== WHAT TO PRODUCE ==
For this exercise, reproduce the entries below exactly, but only from the line containing "Above is an image. Please determine if any sliding" through the line containing "Above is an image. Please determine if any ceiling fan is", both included.
*** Opening RECORDS FOR THIS TASK ***
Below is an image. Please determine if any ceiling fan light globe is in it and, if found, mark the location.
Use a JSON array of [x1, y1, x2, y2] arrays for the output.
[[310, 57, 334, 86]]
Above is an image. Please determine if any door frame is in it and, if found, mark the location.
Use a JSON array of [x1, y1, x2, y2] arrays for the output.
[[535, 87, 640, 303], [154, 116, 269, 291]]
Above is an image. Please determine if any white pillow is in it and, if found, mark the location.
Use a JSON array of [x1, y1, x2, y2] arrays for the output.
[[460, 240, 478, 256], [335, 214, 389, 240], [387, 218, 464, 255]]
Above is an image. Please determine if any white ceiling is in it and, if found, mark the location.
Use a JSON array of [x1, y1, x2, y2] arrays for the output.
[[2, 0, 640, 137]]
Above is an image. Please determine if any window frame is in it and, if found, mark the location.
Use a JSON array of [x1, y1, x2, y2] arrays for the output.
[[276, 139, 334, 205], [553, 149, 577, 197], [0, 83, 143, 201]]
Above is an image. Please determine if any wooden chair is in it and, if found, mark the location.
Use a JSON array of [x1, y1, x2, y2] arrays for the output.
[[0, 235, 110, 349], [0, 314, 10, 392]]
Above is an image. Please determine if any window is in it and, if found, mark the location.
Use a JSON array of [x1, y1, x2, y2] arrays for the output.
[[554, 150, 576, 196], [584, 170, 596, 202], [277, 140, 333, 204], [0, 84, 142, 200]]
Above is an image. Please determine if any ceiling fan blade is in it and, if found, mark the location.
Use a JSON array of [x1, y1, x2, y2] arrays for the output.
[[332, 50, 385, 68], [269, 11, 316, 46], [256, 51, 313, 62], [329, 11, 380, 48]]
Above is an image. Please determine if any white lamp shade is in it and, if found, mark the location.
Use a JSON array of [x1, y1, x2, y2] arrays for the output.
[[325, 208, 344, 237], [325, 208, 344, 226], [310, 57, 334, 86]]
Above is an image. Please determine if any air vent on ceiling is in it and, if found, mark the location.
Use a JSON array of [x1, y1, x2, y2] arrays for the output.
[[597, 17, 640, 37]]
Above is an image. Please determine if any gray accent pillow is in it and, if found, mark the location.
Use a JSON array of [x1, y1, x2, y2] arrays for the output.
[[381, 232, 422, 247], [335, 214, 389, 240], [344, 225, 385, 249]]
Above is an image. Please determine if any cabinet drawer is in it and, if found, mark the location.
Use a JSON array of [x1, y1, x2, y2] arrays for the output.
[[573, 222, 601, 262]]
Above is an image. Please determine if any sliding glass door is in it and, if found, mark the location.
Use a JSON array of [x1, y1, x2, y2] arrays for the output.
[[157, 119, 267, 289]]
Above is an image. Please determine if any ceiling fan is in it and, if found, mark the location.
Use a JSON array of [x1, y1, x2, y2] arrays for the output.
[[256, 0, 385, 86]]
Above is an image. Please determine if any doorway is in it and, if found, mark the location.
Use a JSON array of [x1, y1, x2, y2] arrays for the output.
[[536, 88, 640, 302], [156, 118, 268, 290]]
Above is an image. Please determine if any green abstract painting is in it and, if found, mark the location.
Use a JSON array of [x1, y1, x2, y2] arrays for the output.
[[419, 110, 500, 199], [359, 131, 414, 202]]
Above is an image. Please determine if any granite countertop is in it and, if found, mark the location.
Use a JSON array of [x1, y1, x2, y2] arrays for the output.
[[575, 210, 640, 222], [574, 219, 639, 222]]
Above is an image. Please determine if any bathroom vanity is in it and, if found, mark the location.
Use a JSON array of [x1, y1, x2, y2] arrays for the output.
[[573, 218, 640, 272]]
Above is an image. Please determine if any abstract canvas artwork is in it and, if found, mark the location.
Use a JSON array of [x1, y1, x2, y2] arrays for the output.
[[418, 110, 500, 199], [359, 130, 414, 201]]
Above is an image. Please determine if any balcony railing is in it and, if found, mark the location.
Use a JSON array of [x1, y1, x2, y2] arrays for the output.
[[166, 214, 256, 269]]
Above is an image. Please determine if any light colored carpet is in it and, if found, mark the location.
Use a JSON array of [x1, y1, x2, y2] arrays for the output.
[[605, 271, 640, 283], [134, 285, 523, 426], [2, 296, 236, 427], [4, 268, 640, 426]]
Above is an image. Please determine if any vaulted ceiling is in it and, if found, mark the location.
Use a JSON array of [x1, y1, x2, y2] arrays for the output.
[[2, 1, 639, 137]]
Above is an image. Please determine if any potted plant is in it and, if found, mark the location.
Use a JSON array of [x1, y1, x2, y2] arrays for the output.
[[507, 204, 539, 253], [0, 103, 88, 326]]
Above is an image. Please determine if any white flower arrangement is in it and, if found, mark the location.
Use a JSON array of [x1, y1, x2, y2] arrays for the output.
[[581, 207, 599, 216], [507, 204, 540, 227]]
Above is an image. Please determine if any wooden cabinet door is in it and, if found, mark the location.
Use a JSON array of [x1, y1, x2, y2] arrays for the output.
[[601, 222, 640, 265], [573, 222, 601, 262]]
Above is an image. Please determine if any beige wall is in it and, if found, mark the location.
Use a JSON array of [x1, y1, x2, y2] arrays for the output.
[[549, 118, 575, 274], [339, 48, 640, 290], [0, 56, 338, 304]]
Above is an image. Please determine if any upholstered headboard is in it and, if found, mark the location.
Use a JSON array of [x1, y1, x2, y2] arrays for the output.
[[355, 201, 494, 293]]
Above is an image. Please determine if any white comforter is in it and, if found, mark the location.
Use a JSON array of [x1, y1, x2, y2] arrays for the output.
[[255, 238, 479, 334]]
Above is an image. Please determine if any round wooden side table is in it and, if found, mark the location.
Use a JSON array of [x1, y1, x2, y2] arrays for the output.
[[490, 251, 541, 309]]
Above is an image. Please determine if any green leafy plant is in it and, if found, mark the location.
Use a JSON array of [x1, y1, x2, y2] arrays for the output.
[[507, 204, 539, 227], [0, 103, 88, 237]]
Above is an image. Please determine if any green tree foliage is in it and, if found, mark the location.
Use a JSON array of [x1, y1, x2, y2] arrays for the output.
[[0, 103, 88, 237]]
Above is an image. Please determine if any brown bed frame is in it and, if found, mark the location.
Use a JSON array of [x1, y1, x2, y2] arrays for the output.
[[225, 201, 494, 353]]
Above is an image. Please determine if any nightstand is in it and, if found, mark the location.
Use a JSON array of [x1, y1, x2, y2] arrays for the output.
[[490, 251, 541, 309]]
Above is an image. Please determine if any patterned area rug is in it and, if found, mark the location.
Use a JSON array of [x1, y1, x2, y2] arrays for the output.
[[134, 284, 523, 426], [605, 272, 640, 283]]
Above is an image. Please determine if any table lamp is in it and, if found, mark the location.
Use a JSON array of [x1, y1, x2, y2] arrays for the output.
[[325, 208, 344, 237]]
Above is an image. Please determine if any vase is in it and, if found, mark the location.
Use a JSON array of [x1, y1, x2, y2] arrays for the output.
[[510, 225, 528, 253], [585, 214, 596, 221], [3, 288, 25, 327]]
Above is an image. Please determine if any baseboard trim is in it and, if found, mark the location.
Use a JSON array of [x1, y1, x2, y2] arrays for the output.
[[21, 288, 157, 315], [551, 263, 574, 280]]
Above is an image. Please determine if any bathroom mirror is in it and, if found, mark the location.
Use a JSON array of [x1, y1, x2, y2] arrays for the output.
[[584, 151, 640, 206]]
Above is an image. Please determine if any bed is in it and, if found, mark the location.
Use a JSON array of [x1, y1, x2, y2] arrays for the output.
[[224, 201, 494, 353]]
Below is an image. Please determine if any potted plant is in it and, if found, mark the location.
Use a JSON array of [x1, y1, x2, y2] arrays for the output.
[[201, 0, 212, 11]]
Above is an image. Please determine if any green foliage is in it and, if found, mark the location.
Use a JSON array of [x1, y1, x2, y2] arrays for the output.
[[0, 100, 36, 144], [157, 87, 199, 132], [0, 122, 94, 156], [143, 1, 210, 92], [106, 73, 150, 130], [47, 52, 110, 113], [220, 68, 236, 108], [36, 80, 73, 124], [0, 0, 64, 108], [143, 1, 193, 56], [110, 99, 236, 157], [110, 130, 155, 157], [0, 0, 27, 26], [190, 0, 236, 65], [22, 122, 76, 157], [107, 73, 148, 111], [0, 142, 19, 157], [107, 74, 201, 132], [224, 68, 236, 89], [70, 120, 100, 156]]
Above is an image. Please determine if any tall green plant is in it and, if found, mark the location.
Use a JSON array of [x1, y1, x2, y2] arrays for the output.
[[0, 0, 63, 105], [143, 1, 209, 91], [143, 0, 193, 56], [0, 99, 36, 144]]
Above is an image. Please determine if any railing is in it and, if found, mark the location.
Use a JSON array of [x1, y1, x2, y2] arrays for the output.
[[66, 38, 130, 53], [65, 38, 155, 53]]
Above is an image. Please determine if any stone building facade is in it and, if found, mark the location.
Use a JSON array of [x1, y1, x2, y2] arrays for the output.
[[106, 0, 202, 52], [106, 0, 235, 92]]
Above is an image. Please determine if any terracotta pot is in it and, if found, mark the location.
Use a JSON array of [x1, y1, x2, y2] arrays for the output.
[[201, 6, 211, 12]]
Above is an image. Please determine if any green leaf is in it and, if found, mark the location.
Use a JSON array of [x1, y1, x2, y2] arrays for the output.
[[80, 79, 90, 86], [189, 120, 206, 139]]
*** Closing RECORDS FOR THIS TASK ***
== SOLUTION TO THE EXERCISE ==
Above is an image. Please determine if any sliding glass door is in it and, if found, mark the location.
Use a JSON array of [x1, y1, x2, y2] arrays for the output.
[[157, 119, 267, 289]]
Above is an image. Please determine if any ceiling fan is in it and, if found, mark the location.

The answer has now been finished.